> **Document text**:
Makki ki roti (Corn roti)

Sarson ka saag (Mustard spinach)

Dal/ Chawal (Lentil with rice)

Gajar ka Halwa (Carrot halwa)

Lassi (Buttermilk)

 

Reservations are possible on advance payment but not necessary.  Seating will be on cushions on the ground and silence will be encouraged.  

Charges Rs 300/- per person. Telephone Mina Vahie 23746050 or email mina@theatticdelhi.org, anaam@aol.in  

 

monday 27th december
6.30 pm “Some Vedic and Greek goddesses” a talk by Nicholas Kazanas
 

                     The names of some Vedic goddesses appear in other ancient cultures of Europe - Greece, Italy, Gaul and Scandinavia. In the ancient Vedic religion the goddesses do not receive as much attention and worship as the male gods, except Ushas the Dawn and Sarasvati, goddess of inspiration and nourishment. Sarasvati is the only one who passed into the later Hindu pantheon. In Greece the goddesses are much more recognisably anthropomorphic with many human traits. Four of the more important ones are Hera, the consort of Zeus; Aphrodite, (older than Zeus,) goddess of beauty and love; Artemis, daughter of Zeus and sister of  the Sun god Apollo; and Athena who sprang out of Zeus head fully armed, goddess of wisdom and war. There are also lesser known ones Demeter, goddess of earth and growth, Persephone of Spring and light Hestia, of the hearth and home. 

Nicholas Kazanas is a graduate of University College, London  and a post-graduate at SOAS and at Deccan College in Pune. (India) 

He taught in London and Athens and since 1980 has been Director of Omilos Meleton Cultural Institute. (www.omilosmeleton.gr/en/default_en.asp) In Greece he has published treatises of social, economic and philosophical interest. He is on the Editorial Board of Adyar Library Bulettin (Chennai). He has also produced a three-year course of learning Sanskrit for Greeks.

From 1997 he has turned towards the Vedic Tradition of India and its place in the wider Indo-European culture. This research comprises thorough examination of Indo-European cultures, comparing their philosophical ideas and values, their languages, mythological issues and religions. He has also translated the ten principal Upanishads from the original Sanskrit text into Greek. His latest publications are 'Indoaryan Origins and Other Vedic Issues' and 'Economic Principles in the Vedic Tradition' .

 


wednesday 29th december

6.30 pm ‘
Fighting terror or fighting freedom? Whither the rule of law in post 9/11 Britain and India’ a talk by Marina Wheeler 

Since 9/11, London and Mumbai have fallen victim to carnage at the hand of terrorist groups.  Terrorist atrocities create fear, and fear threatens human rights and the rule of law. Since 9/11, in both India and the UK, legislation has been passed granting the state and security forces new powers to deal with those suspected of terrorist offences. In the UK, many consider that hard won freedoms are being jettisoned, with the judiciary in the vanguard of this defence of the rule of law. Detention without trial and control orders (a form of house arrest) have been struck down by the courts – an astonishing display of judicial independence but not welcomed in all quarters.

> **Work item**:
Answer these questions about the event listing:
1. What is the charge per person?
2. Which Vedic goddess is the only one who passed into the later Hindu pantheon?
3. Which two cities does the December 29 talk description say have fallen victim to carnage at the hand of terrorist groups since 9/11?
Answer using only the event listing.

> **Recorded information**:
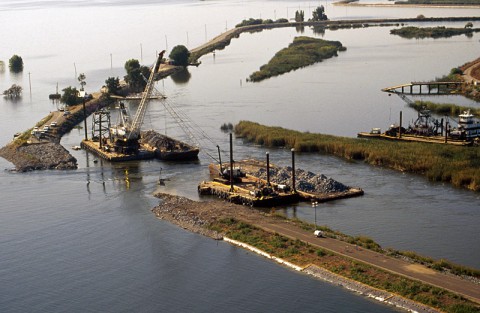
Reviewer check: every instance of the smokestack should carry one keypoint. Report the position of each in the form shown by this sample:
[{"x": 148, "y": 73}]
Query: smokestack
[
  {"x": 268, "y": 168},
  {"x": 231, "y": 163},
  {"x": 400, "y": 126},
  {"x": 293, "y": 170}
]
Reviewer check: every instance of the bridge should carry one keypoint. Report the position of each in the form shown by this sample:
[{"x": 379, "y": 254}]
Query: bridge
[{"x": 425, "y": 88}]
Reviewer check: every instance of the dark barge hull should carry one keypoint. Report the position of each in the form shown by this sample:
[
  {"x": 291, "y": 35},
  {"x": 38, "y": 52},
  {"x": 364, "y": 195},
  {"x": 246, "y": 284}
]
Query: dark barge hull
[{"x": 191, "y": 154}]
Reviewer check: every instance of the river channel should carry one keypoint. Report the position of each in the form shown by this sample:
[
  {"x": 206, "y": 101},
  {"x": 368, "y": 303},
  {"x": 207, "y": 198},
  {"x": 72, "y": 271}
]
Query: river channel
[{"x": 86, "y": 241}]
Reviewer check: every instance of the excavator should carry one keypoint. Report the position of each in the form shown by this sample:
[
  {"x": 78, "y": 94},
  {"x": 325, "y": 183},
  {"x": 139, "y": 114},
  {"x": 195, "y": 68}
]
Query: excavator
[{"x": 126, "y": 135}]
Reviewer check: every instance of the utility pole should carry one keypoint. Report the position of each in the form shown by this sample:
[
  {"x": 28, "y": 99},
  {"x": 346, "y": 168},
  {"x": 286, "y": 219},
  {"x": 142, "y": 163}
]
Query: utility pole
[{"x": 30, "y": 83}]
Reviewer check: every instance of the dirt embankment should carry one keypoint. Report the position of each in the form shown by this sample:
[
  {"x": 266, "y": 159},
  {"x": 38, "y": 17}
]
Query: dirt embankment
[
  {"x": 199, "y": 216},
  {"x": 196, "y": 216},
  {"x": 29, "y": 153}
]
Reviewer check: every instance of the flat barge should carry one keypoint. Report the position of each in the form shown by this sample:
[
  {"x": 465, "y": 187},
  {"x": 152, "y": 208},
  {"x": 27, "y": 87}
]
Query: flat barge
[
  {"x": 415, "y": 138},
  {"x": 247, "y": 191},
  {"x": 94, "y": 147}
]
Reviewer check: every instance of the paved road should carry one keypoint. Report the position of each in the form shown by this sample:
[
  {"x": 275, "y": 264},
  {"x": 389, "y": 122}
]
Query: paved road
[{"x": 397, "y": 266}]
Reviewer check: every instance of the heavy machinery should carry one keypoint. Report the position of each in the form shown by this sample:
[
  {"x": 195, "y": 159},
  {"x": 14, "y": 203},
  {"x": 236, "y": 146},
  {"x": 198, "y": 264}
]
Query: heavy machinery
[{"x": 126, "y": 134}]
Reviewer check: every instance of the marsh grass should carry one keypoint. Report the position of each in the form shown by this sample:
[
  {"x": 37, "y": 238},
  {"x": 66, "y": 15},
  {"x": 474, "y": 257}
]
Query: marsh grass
...
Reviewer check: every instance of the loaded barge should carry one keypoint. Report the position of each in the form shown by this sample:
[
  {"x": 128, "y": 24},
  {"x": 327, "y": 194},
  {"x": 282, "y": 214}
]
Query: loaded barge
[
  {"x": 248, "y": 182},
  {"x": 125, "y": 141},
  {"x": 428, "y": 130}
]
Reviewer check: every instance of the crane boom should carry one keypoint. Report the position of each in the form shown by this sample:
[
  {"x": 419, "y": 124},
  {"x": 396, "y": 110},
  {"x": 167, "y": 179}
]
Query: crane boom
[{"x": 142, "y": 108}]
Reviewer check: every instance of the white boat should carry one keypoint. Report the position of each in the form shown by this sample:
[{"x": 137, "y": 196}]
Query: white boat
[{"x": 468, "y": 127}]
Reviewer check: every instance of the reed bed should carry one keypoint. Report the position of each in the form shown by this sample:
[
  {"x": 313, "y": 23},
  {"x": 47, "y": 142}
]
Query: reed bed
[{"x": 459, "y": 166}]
--
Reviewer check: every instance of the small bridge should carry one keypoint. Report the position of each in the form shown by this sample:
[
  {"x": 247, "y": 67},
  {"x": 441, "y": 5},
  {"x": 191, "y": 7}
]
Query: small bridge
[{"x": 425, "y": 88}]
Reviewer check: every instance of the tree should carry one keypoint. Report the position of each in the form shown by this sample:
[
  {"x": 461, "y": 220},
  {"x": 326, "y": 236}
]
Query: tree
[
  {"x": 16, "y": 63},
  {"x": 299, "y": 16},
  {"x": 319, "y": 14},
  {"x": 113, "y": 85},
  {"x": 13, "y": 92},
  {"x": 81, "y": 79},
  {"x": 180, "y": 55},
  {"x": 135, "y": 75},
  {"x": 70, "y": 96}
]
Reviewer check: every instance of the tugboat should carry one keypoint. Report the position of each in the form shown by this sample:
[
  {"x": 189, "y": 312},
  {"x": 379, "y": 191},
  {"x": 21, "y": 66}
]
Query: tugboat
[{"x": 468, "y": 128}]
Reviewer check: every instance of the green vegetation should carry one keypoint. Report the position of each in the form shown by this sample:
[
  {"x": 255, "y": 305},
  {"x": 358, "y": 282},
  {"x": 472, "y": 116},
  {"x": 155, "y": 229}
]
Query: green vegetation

> **Exercise output**:
1. Rs 300/-
2. Sarasvati
3. London and Mumbai